→ **Objective**
Take the line that contains "point: white leather" as the first line and the last line of the material below as the final one; reproduce exactly the lines between, inclusive.

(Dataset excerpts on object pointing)
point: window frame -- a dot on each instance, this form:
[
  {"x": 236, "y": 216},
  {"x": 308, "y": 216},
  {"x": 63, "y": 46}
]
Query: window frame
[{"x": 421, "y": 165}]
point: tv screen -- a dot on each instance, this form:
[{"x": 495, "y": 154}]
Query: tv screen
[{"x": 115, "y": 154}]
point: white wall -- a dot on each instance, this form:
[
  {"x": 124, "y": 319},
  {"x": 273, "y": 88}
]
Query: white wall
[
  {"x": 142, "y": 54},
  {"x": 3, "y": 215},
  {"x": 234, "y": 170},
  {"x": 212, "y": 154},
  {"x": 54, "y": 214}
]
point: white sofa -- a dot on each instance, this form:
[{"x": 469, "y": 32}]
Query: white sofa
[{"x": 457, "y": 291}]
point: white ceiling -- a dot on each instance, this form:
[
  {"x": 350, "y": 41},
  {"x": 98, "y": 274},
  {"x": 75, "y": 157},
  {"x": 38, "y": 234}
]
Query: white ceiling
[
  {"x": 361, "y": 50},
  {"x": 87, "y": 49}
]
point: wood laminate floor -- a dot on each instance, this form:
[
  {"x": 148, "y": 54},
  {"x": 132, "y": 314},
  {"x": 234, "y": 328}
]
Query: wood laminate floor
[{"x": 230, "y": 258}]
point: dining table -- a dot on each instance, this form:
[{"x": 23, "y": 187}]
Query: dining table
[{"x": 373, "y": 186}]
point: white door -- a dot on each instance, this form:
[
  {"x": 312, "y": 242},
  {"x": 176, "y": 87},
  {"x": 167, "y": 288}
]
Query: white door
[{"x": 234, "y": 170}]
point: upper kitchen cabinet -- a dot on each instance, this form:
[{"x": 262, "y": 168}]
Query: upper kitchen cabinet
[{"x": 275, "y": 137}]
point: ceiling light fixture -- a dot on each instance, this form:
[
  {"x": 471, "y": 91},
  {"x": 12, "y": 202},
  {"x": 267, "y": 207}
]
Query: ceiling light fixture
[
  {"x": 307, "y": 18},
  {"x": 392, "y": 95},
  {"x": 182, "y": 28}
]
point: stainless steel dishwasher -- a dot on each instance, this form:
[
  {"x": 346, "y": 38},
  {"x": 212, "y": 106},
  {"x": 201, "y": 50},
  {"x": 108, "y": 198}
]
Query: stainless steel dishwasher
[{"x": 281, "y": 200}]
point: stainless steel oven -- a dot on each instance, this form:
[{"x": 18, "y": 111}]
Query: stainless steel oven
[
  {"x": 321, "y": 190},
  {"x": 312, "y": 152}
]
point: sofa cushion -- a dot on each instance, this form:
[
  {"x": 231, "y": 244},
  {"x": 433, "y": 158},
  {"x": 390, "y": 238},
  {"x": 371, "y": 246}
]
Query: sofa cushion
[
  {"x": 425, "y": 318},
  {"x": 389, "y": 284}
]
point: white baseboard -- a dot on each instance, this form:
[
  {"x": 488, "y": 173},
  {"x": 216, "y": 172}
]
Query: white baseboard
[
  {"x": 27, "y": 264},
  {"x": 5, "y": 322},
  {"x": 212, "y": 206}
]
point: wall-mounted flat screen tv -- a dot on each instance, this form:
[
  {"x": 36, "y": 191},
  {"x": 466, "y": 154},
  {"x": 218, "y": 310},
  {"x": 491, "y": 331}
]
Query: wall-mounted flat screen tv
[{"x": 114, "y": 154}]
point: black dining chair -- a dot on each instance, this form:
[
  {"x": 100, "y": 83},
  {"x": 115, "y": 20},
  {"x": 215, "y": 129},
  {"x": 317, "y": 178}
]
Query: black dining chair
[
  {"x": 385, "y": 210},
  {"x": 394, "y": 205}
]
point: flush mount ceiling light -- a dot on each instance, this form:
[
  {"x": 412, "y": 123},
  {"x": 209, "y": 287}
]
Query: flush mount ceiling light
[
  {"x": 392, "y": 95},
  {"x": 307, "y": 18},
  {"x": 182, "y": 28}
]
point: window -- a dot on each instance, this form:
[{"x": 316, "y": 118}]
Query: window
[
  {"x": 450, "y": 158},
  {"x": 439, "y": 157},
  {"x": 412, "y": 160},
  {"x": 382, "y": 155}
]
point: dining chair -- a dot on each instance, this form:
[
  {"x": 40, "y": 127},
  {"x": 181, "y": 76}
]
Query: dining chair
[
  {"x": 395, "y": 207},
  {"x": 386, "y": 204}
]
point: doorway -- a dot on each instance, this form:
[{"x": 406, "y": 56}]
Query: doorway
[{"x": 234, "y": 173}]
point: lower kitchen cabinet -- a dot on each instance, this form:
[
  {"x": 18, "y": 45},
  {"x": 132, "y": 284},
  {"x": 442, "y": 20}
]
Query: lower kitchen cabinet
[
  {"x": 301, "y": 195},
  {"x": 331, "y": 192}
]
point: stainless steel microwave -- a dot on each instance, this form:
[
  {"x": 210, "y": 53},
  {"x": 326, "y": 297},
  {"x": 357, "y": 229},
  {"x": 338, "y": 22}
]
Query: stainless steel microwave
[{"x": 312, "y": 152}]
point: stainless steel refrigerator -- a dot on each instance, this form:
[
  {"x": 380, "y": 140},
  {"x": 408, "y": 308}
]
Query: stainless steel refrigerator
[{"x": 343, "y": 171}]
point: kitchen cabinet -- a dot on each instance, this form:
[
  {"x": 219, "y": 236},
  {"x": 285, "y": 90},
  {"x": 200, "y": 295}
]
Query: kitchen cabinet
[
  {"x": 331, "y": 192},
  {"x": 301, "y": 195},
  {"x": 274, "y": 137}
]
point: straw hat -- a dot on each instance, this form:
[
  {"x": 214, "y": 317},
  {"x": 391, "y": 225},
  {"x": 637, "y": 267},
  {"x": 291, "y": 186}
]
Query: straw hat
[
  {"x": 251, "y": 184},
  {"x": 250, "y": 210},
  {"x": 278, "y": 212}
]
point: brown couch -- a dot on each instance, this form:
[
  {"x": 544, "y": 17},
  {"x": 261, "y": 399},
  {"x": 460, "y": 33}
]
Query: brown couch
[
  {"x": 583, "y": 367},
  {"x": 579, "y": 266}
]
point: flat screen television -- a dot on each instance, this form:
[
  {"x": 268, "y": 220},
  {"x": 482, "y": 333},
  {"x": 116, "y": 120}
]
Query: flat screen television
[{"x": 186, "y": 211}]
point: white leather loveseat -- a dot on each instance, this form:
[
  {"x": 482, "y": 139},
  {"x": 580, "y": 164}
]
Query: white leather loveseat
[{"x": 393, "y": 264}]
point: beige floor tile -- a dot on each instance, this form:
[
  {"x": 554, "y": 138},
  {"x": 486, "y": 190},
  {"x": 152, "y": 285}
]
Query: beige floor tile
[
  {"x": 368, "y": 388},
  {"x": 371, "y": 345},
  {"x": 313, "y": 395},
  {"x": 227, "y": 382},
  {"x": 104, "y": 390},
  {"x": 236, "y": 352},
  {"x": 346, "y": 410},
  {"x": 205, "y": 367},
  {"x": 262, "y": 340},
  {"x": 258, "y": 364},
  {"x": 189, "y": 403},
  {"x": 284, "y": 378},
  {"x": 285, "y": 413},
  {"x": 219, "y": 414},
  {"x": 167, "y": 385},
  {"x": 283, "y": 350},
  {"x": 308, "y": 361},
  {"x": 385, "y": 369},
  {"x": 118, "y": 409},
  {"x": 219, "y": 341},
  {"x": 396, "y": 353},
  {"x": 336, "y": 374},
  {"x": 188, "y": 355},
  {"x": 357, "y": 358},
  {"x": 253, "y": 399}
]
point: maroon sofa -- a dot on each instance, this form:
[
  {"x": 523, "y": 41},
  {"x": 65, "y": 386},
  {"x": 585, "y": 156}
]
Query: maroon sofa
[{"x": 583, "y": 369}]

→ **Answer for this exercise**
point: white leather loveseat -- a dot on each instance, this form:
[
  {"x": 482, "y": 139},
  {"x": 580, "y": 164}
]
Query: white leather loveseat
[{"x": 393, "y": 264}]
point: beige floor tile -- a dot on each instance, this form:
[
  {"x": 554, "y": 138},
  {"x": 486, "y": 190},
  {"x": 152, "y": 285}
]
Query: beige floor tile
[
  {"x": 368, "y": 388},
  {"x": 371, "y": 345},
  {"x": 313, "y": 395},
  {"x": 227, "y": 382},
  {"x": 104, "y": 390},
  {"x": 236, "y": 352},
  {"x": 346, "y": 410},
  {"x": 205, "y": 367},
  {"x": 262, "y": 340},
  {"x": 258, "y": 364},
  {"x": 189, "y": 403},
  {"x": 284, "y": 378},
  {"x": 285, "y": 413},
  {"x": 219, "y": 414},
  {"x": 167, "y": 385},
  {"x": 283, "y": 350},
  {"x": 308, "y": 361},
  {"x": 385, "y": 369},
  {"x": 118, "y": 409},
  {"x": 219, "y": 341},
  {"x": 396, "y": 353},
  {"x": 336, "y": 374},
  {"x": 188, "y": 355},
  {"x": 357, "y": 358},
  {"x": 253, "y": 399}
]
point: maroon sofa -- a dot on each instance, this form:
[
  {"x": 523, "y": 41},
  {"x": 65, "y": 386},
  {"x": 585, "y": 156}
]
Query: maroon sofa
[{"x": 583, "y": 369}]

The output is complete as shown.